Instruções:
1. Responda às perguntas abaixo com base no texto sobre o programa Apollo.
(a) Em que horário e data Neil Armstrong se tornou o primeiro homem a pisar na Lua?
(b) Qual é o título do livro de Andrew Chaikin sobre o programa Apollo?
(c) Qual governo, segundo Chaikin, não estava entusiasmado em mandar pessoas ao espaço?
2. Reproduza sem alterações a passagem do texto sobre o programa Apollo que começa em "Mas será que" e termina em "hoje, às 19h15).".

Às 23h56 do dia 20 de julho de 1969, há exatos 30 anos, o astronauta Neil Armstrong tornava-se o primeiro homem a pisar na Lua.
Quando o módulo lunar Eagle pousou na superfície do satélite, a corrida pela conquista do espaço promovida por EUA e União Soviética atingia seu ápice. Era o êxito do projeto Apollo, idealizado pela Nasa (agência espacial americana) para levar o homem à Lua, objetivo alcançado em sua missão de número 11.
Mas será que valeu a pena? Será que esse programa que levou seis missões tripuladas à Lua realmente trouxe descobertas científicas, ou o mesmo trabalho de exploração poderia ter sido realizado por sondas não-tripuladas?
Para o jornalista norte-americano Andrew Chaikin, o homem não pode ser substituído por sondas espaciais na exploração do Universo, e os ganhos obtidos pelo programa Apollo são inestimáveis para compreender a evolução da Lua.
Chaikin, 42, é autor de "A Man on the Moon", livro que relata o programa Apollo, desde o incêndio do módulo de comando da Apollo 1, em 1967, que matou três astronautas durante um treino, até a Apollo 17, última missão tripulada à Lua.
Seu livro serviu de base para a minissérie em 12 partes "Da Terra à Lua", que está sendo exibida no Brasil pelo canal pago HBO (o nono episódio passa hoje, às 19h15).
Em entrevista por telefone, o autor discutiu o que seria da missão à Lua se não fosse a guerra fria, as prioridades atuais da Nasa e a nova corrida do ouro que a agência norte-americana pretende iniciar com a construção da Estação Espacial Internacional.

Folha - Se não tivesse havido a corrida espacial entre os EUA e a União Soviética, o homem já teria chegado à Lua?
Andrew Chaikin -
Provavelmente sim. É possível, no entanto, que isso ocorresse muitos anos depois do que realmente aconteceu. Havia pessoas na Nasa e na União Soviética que pensavam em levar o homem à Lua. A questão era como pagar. O governo de Dwight D. Eisenhower (1953-1961) não estava entusiasmado em mandar pessoas ao espaço.
Em reuniões de Eisenhower com assessores, quando era levantada a questão de que a Nasa queria verba para um programa da Lua, alguém dizia "bem, se nós dermos a eles o dinheiro, a próxima coisa que pensarão em fazer é ir à Lua", e todos riam.
O que tornou tudo diferente foi a competição com os soviéticos. E é por isso que Kennedy disse, em 1961, que os EUA deveriam ir à Lua, não pela ciência. É claro que Kennedy entendia a importância científica da missão, mas essa não foi a principal razão para o homem ter chegado à Lua na década de 60. Mas, mesmo sem a guerra fria, a idéia de ir à Lua ainda teria sido tentadora. Talvez tivéssemos construído primeiro o ônibus espacial e em seguida uma estação orbital, para então ir à Lua.

Folha - O programa Apollo foi mais bem-sucedido no desenvolvimento tecnológico ou nas descobertas científicas?

Material fornecido:
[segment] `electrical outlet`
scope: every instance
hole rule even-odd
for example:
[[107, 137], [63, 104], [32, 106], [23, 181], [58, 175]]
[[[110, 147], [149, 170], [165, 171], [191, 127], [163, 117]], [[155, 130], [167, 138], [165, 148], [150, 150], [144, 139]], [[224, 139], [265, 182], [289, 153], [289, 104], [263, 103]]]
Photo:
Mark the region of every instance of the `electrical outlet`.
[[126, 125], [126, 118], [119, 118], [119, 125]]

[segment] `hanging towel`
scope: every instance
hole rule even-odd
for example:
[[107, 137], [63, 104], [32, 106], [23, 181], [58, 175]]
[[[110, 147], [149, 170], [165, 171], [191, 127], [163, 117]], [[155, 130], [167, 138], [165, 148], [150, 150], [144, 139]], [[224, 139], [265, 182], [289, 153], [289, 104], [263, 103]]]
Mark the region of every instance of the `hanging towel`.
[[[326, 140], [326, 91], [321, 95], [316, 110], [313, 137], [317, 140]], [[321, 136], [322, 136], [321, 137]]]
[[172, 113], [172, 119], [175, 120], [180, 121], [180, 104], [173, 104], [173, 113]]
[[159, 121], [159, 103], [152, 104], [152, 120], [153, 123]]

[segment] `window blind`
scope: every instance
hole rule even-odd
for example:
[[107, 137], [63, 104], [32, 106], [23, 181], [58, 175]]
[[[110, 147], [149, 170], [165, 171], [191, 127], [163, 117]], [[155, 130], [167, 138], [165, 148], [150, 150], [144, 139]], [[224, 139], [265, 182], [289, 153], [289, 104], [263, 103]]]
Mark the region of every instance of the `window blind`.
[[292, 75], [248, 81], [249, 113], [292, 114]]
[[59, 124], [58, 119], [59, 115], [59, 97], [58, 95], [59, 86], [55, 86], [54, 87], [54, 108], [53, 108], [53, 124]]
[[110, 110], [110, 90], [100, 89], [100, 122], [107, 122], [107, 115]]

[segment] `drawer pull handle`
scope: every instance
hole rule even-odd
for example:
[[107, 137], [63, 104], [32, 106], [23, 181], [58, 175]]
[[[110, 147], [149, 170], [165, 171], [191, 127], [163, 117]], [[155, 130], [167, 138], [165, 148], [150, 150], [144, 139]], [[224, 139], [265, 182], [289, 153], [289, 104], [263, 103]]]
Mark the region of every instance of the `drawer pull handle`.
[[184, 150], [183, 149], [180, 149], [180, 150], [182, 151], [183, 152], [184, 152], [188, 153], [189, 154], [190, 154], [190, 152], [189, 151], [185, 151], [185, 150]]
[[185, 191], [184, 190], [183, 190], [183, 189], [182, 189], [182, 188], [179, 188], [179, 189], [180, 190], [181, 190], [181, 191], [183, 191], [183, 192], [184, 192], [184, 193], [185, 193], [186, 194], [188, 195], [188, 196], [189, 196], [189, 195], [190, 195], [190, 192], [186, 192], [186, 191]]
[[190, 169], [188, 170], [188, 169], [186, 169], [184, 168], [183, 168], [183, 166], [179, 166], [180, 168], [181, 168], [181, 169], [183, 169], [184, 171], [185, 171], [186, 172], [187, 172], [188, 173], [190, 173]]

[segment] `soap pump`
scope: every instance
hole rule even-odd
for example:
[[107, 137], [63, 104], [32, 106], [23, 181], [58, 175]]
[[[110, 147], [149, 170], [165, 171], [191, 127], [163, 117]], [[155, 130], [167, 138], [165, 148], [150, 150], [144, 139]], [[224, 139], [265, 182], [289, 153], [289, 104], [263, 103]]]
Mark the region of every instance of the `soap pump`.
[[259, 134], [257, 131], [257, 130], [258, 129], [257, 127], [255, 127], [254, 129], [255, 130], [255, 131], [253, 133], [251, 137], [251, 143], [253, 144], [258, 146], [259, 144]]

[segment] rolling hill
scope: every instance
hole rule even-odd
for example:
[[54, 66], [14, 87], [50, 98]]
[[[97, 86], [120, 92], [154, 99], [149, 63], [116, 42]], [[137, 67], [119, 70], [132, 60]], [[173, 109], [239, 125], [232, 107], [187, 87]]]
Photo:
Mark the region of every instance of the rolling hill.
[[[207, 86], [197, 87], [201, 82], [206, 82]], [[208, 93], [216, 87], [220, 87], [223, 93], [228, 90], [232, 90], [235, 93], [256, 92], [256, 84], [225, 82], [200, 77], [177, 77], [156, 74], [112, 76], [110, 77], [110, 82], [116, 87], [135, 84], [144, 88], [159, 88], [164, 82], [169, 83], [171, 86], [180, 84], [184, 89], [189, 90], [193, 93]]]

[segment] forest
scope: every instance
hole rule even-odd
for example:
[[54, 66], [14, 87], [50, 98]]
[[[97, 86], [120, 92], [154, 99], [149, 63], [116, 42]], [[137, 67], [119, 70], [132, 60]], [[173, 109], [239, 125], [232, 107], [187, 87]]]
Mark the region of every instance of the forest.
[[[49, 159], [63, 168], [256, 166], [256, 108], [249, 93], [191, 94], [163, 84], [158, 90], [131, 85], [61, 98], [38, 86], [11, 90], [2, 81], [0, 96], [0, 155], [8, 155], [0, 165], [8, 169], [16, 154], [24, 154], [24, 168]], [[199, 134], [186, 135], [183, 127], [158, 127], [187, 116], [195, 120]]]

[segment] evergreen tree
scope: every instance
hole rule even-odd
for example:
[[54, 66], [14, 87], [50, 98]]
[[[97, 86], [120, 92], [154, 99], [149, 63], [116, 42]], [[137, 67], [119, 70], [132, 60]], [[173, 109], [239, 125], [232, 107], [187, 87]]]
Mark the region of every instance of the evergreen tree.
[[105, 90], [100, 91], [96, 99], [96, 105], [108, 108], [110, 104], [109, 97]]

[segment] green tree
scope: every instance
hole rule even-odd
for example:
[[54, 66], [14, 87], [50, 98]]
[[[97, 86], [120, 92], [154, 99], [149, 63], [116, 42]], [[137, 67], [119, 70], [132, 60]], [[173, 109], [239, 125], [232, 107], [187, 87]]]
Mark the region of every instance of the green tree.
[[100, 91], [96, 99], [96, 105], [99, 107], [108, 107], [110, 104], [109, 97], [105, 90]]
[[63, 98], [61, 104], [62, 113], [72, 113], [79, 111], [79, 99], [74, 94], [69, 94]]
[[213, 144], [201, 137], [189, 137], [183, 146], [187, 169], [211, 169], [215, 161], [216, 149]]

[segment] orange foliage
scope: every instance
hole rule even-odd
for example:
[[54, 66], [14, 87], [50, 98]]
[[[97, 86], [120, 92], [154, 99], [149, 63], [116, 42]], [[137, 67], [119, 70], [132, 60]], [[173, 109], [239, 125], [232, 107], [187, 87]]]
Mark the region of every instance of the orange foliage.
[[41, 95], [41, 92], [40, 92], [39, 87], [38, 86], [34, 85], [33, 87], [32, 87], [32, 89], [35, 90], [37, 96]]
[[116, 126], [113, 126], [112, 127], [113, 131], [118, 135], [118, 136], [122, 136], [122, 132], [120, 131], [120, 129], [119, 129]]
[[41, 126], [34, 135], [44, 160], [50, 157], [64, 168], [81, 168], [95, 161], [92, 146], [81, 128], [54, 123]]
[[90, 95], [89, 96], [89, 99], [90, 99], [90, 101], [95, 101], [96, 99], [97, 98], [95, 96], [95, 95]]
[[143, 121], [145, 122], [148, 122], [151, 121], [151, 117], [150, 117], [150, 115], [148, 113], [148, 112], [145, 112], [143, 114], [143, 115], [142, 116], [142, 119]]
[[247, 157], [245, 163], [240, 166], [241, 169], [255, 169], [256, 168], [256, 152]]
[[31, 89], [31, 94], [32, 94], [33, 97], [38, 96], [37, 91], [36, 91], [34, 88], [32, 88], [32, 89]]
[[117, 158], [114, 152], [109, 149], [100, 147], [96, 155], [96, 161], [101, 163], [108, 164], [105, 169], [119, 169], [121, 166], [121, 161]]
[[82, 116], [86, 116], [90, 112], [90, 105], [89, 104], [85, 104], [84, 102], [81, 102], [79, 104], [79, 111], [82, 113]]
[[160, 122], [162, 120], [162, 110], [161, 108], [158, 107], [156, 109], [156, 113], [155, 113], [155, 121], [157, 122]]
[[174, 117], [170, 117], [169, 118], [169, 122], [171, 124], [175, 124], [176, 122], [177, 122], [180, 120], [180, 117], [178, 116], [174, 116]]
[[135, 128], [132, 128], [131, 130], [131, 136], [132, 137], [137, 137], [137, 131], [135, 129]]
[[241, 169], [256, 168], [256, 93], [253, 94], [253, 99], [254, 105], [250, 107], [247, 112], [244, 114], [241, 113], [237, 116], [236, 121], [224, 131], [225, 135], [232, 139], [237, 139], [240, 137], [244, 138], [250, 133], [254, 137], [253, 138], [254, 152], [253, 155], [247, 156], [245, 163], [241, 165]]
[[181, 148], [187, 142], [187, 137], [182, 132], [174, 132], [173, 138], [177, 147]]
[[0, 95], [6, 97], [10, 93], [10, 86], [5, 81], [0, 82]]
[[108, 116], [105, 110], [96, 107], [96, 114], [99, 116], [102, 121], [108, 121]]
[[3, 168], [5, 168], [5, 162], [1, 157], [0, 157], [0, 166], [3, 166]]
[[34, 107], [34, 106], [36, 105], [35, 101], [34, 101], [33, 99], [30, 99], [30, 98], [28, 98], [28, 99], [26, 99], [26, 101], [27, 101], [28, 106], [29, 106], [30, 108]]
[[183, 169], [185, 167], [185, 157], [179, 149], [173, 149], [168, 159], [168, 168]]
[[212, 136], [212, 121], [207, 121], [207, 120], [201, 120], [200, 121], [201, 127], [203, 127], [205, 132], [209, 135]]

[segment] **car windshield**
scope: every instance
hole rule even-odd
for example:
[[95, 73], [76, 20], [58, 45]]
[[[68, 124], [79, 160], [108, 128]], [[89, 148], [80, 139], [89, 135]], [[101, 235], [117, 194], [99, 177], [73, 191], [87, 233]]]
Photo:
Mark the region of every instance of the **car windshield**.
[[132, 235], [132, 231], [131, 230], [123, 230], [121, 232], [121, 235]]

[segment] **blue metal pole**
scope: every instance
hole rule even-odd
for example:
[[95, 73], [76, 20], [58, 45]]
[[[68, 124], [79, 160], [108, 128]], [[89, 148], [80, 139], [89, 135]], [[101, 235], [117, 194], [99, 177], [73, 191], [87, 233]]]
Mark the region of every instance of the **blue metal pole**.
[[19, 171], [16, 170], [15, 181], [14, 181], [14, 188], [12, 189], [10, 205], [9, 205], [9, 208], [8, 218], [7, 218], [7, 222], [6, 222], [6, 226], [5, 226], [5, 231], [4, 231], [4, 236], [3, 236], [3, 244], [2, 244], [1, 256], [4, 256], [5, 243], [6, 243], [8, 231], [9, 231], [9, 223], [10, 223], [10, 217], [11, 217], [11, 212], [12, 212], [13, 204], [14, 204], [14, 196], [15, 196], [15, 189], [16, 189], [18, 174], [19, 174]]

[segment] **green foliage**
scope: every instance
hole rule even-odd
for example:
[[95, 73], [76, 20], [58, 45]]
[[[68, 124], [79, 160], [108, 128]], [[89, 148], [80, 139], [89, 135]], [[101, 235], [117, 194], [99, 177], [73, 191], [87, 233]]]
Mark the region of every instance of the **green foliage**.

Soluções:
1.
(a) Às 23h56 do dia 20 de julho de 1969.
(b) "A Man on the Moon".
(c) O governo de Dwight D. Eisenhower (1953-1961).

2.
Mas será que valeu a pena? Será que esse programa que levou seis missões tripuladas à Lua realmente trouxe descobertas científicas, ou o mesmo trabalho de exploração poderia ter sido realizado por sondas não-tripuladas?
Para o jornalista norte-americano Andrew Chaikin, o homem não pode ser substituído por sondas espaciais na exploração do Universo, e os ganhos obtidos pelo programa Apollo são inestimáveis para compreender a evolução da Lua.
Chaikin, 42, é autor de "A Man on the Moon", livro que relata o programa Apollo, desde o incêndio do módulo de comando da Apollo 1, em 1967, que matou três astronautas durante um treino, até a Apollo 17, última missão tripulada à Lua.
Seu livro serviu de base para a minissérie em 12 partes "Da Terra à Lua", que está sendo exibida no Brasil pelo canal pago HBO (o nono episódio passa hoje, às 19h15).